Continue the civil structures revision text from where it ends, after the question on the aluminium strut.

* **QUOTED TEXT**:
-- -- --

Common Civil Structures examiner traps

Treating a UDL as a point load at its end instead of a resultant at the centre of the loaded length.
Mixing units: forgetting that $1 \text{ MPa} = 1 \text{ N/mm}^2$ , or that area in $\text{mm}^2$ must be converted to $\text{m}^2$ (divide by $10^6$ ) when the load is in newtons and you want pascals.
Using diameter instead of radius, or forgetting $A = \pi d^2 / 4$ for a circular bar.
Forgetting the sign convention for truss members: positive equals tension, negative equals compression.
Reading Young's modulus from the wrong part of the stress-strain curve. $E$ is the slope of the initial elastic region only.

Check your knowledge

Work through these under exam conditions, then check against the solutions block. Show a free-body diagram for every statics question and carry units on every line.

State the two (in 2D, three) equations of static equilibrium and explain why taking moments about a support is a useful first step when finding beam reactions. (3 marks)
A simply supported beam spans 8.0 m. It carries point loads of 15 kN at 2.0 m from the left support and 25 kN at 6.0 m from the left support. Calculate the left and right support reactions. (4 marks)
A simply supported beam spans 5.0 m and carries a UDL of 6.0 kN/m over its full length plus a central point load of 20 kN at midspan. Calculate both support reactions. (4 marks)
Define stress, strain and Young's modulus, giving the units of each. (3 marks)
An aluminium strut of cross-sectional area $400 \text{ mm}^2$ and length $1.5$ m carries an axial compressive load of 28 kN. Young's modulus for the aluminium is 70 GPa. Calculate (a) the compressive stress, (b) the strain, and (c) the change in length. (5 marks)

-- -- --

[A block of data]
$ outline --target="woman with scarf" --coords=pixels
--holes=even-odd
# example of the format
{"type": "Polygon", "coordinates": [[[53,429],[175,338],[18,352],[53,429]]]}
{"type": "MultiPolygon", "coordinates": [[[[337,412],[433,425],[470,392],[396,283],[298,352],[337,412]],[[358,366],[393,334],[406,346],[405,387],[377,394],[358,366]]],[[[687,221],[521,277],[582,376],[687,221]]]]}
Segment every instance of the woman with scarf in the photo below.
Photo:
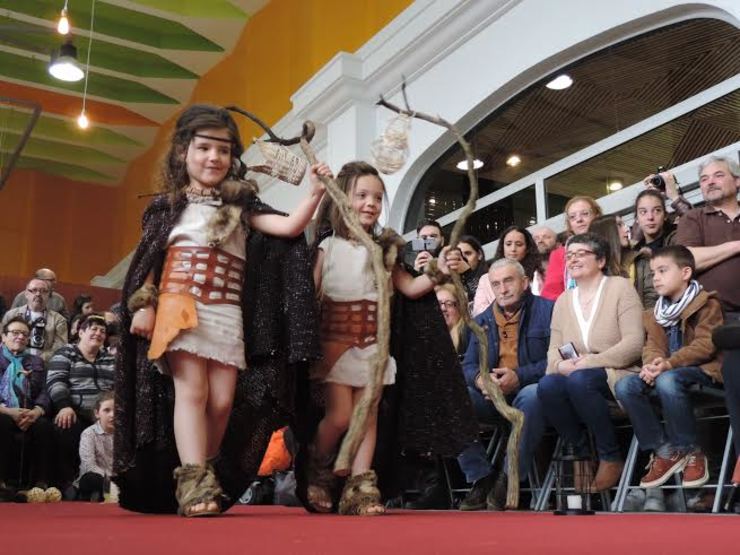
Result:
{"type": "MultiPolygon", "coordinates": [[[[49,487],[54,461],[54,430],[46,418],[49,397],[43,361],[26,351],[31,329],[22,316],[3,326],[0,351],[0,489],[7,490],[15,461],[33,468],[29,501],[59,501],[49,487]],[[31,464],[33,463],[33,464],[31,464]]],[[[19,469],[23,476],[27,468],[19,469]]],[[[21,481],[23,481],[21,479],[21,481]]],[[[22,486],[23,484],[18,484],[22,486]]]]}
{"type": "Polygon", "coordinates": [[[684,487],[700,487],[709,479],[709,469],[699,446],[689,388],[722,383],[712,343],[712,331],[723,322],[722,309],[715,293],[704,291],[694,279],[694,257],[686,247],[659,249],[650,267],[660,296],[655,308],[644,314],[642,370],[617,383],[616,395],[640,448],[651,452],[640,486],[658,487],[683,471],[684,487]],[[665,427],[653,410],[654,398],[660,401],[665,427]]]}

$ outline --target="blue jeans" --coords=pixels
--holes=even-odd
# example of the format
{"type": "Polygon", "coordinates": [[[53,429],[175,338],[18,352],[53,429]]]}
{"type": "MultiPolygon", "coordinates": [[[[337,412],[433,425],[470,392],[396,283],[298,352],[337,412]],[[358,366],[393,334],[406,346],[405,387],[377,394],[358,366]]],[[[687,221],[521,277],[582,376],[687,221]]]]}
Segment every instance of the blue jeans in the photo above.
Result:
{"type": "Polygon", "coordinates": [[[617,399],[630,417],[641,449],[656,451],[663,458],[696,449],[696,420],[689,394],[694,384],[711,385],[712,379],[701,368],[690,366],[663,372],[654,387],[637,374],[617,382],[617,399]],[[655,398],[660,401],[665,428],[650,403],[655,398]]]}
{"type": "Polygon", "coordinates": [[[593,434],[596,452],[603,461],[619,461],[619,443],[609,415],[613,399],[603,368],[584,368],[568,376],[548,374],[540,380],[537,396],[550,422],[576,454],[588,456],[585,425],[593,434]]]}
{"type": "MultiPolygon", "coordinates": [[[[468,394],[473,401],[475,415],[479,422],[485,424],[503,424],[504,420],[493,406],[483,397],[478,388],[468,387],[468,394]]],[[[511,406],[524,413],[524,426],[519,439],[519,479],[524,480],[529,474],[534,452],[545,433],[545,417],[542,406],[537,399],[537,384],[530,384],[520,389],[514,398],[507,399],[511,406]]],[[[491,473],[493,468],[486,457],[486,450],[479,441],[468,445],[457,457],[460,469],[468,482],[475,482],[491,473]]]]}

-- -- --

* **EXPECTED ANSWER**:
A circular steel rod of diameter 20 mm and length 3.0 m carries a tensile load of 60 kN. Take $E = 200$ GPa. Calculate (a) the cross-sectional area, (b) the stress, and (c) the extension. State whether the stress is below the grade 250 yield of 250 MPa. (5 marks)
A symmetric triangular truss has a horizontal bottom chord $AC$ of length 6.0 m between a pin support at $A$ and a roller support at $C$ . The apex $B$ is 4.0 m vertically above the midpoint of $AC$ . A vertical downward load of 30 kN acts at $B$ . Calculate the force in member $AB$ and state whether it is in tension or compression. (5 marks)
Compare reinforced concrete and pre-stressed concrete. Identify the role of the steel in each, and name one Australian application of pre-stressed concrete. (4 marks)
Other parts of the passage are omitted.